__REQUIRED WORK__
Copy only the entries from the line holding "the man's short" through the end of the entries, inclusive, keeping every request line unchanged. Shift each coordinate in the answers by adding 10 to both numbers.

(Items listed in a dataset)
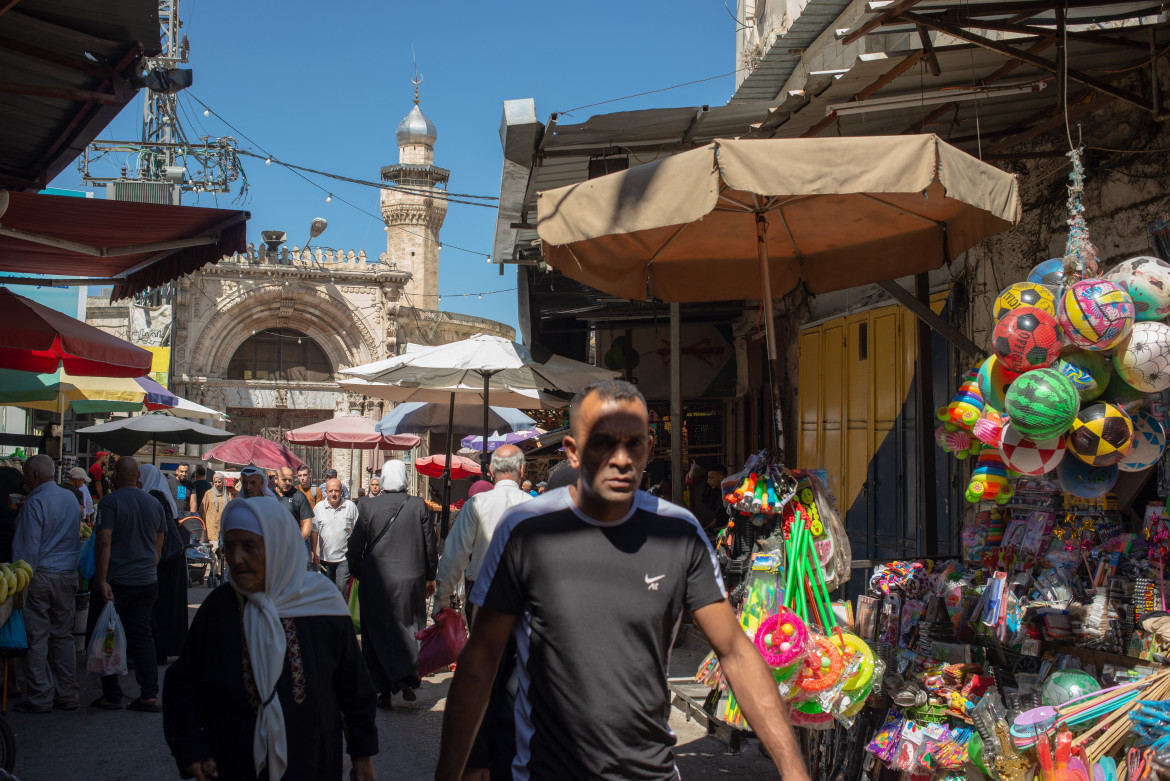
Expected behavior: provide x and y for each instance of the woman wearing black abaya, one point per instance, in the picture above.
(392, 554)
(171, 606)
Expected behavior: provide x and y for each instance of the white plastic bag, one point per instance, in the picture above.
(108, 645)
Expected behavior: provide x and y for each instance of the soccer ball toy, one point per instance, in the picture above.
(1101, 435)
(1041, 403)
(1147, 280)
(1025, 294)
(1027, 457)
(1026, 338)
(1143, 361)
(1095, 315)
(1149, 442)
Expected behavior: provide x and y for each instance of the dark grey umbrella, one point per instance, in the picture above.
(128, 435)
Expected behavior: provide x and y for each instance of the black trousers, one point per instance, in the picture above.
(135, 606)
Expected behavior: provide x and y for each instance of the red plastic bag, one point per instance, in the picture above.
(440, 643)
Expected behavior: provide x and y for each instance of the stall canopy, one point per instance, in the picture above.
(126, 244)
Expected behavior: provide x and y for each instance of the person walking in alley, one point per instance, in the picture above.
(47, 539)
(332, 523)
(129, 545)
(592, 580)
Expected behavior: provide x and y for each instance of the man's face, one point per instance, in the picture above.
(610, 448)
(334, 491)
(253, 485)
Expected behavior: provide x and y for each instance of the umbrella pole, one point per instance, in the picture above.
(445, 517)
(773, 361)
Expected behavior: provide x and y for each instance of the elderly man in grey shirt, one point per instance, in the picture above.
(47, 538)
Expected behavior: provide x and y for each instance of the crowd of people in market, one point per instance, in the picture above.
(270, 674)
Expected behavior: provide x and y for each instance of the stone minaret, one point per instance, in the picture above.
(413, 218)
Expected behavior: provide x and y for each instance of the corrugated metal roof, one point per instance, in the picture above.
(766, 78)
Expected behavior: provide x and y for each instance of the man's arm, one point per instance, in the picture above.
(754, 688)
(467, 698)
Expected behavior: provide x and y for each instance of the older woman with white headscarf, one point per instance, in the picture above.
(270, 677)
(170, 627)
(392, 554)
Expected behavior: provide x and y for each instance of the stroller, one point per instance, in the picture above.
(202, 564)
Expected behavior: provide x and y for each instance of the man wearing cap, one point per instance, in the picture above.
(47, 539)
(77, 478)
(97, 471)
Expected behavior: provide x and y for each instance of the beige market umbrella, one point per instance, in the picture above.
(754, 219)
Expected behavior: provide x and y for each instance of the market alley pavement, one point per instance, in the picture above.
(94, 745)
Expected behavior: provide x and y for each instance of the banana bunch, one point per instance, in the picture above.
(14, 578)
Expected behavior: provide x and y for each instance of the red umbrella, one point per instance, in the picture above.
(254, 450)
(460, 467)
(350, 432)
(39, 339)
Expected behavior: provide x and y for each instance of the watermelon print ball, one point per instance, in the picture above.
(1147, 280)
(1024, 294)
(1026, 338)
(1095, 315)
(1143, 361)
(1101, 435)
(1041, 403)
(1027, 457)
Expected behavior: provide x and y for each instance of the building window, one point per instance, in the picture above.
(280, 354)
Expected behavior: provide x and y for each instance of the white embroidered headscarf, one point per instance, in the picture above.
(290, 591)
(152, 481)
(393, 476)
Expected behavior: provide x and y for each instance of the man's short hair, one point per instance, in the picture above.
(508, 463)
(608, 391)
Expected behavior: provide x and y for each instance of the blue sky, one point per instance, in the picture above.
(325, 84)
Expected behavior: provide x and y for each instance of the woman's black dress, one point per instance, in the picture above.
(393, 575)
(210, 697)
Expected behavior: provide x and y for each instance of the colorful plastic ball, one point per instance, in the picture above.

__CORRECT RESPONSE__
Expected behavior: provide x and y for each instance of the man's short hair, one point per instance, in the picture above.
(518, 473)
(618, 401)
Expected behavior: provide x and y for each instance of the blue sky, one point per instance, in the picture above.
(335, 94)
Expected behavior: provide x and y for each instance of the woman's black dress, one point per instance, in the picture above.
(403, 585)
(220, 707)
Expected behavior: provide x and y for each instance of the colorful plastic ball, one point per instance, in the picture above.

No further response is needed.